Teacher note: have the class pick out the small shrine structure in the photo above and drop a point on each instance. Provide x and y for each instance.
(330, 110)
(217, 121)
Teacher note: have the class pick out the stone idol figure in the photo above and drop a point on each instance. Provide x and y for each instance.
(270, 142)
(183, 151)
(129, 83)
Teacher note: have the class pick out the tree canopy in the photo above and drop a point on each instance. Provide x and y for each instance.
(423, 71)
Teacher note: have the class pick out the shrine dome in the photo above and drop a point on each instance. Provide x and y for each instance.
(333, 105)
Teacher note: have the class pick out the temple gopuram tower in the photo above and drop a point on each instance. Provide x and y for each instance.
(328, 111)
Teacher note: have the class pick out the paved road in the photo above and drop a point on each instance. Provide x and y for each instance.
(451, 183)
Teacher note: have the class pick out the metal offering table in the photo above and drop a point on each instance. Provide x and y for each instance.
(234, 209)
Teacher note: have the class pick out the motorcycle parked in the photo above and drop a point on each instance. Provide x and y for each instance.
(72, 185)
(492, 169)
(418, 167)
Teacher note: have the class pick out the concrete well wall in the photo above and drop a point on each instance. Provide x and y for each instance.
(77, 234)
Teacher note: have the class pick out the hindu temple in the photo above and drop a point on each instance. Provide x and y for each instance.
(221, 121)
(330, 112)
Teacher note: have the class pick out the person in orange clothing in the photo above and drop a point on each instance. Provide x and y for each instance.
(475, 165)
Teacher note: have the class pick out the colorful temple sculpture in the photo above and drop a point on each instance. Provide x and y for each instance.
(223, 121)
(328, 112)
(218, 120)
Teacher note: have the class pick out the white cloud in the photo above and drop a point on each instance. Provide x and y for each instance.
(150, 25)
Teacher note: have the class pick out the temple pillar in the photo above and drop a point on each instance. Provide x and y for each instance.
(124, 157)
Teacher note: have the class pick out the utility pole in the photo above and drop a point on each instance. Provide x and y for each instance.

_Written exercise_
Extract the whole listing, character for character.

_Solution_
Teacher note: have the class pick out the small shrine structure in the photo above and drop a point on each instance. Provide x and y for each instance.
(330, 110)
(217, 121)
Teacher note: have the class pick out the stone idol figure in the photo above and drop a point on each instance. Provide x and y for each instance.
(270, 142)
(183, 151)
(129, 83)
Teacher note: have the class pick out the tree canopy in the photo above and drop a point on each instance. Provide x and y for each instance.
(423, 71)
Teacher note: have the class pick out the shrine dome in the photo above and drop a point on each instance. Provide x and y for each instance.
(333, 105)
Teacher note: have the class pick out the temple gopuram tower in the photo above and drop a point on each instance. Provide x and y for each instance.
(328, 111)
Teacher note: have the class pick out the paved road in the photo above and drop a point on each instance. Provide x and y for each instance.
(451, 183)
Teacher note: have the class pick out the metal offering table in the photo above and drop a point on each instance. Provide x and y for each instance.
(234, 209)
Teacher note: have the class pick out the motorcycle parked in the photo above and drop a point on each instance. Provide x and y for each instance.
(72, 185)
(492, 169)
(418, 167)
Teacher note: have the class pick out the concrete well wall in the photo above and drop a point on each instance. Provide x and y for each instance.
(77, 234)
Teacher note: have the class pick out the hindu temple in the photo above and drop a point on each instance. Provide x and y for each instance.
(221, 121)
(330, 112)
Teacher note: have the class pick out the person in orange clothing in the photo above and drop a point on each instance. Provide x and y for each instance.
(475, 165)
Teacher note: have the class pick out the colorful temple sculpture in the photo above and drop a point on each instance. Provide x and y for each instance.
(223, 121)
(328, 112)
(218, 120)
Teacher note: have the class pick out the white cloud in the photo above and drop a point on each instance. Provide x and y for each instance.
(150, 25)
Teacher note: have the class pick out the temple pillar in the photo above and drop a point on each instance. Provide x and y for each instance.
(124, 157)
Teacher note: have the class pick out the utility pole in the photo above and drop a point on each instance. Provide x and y for each instance.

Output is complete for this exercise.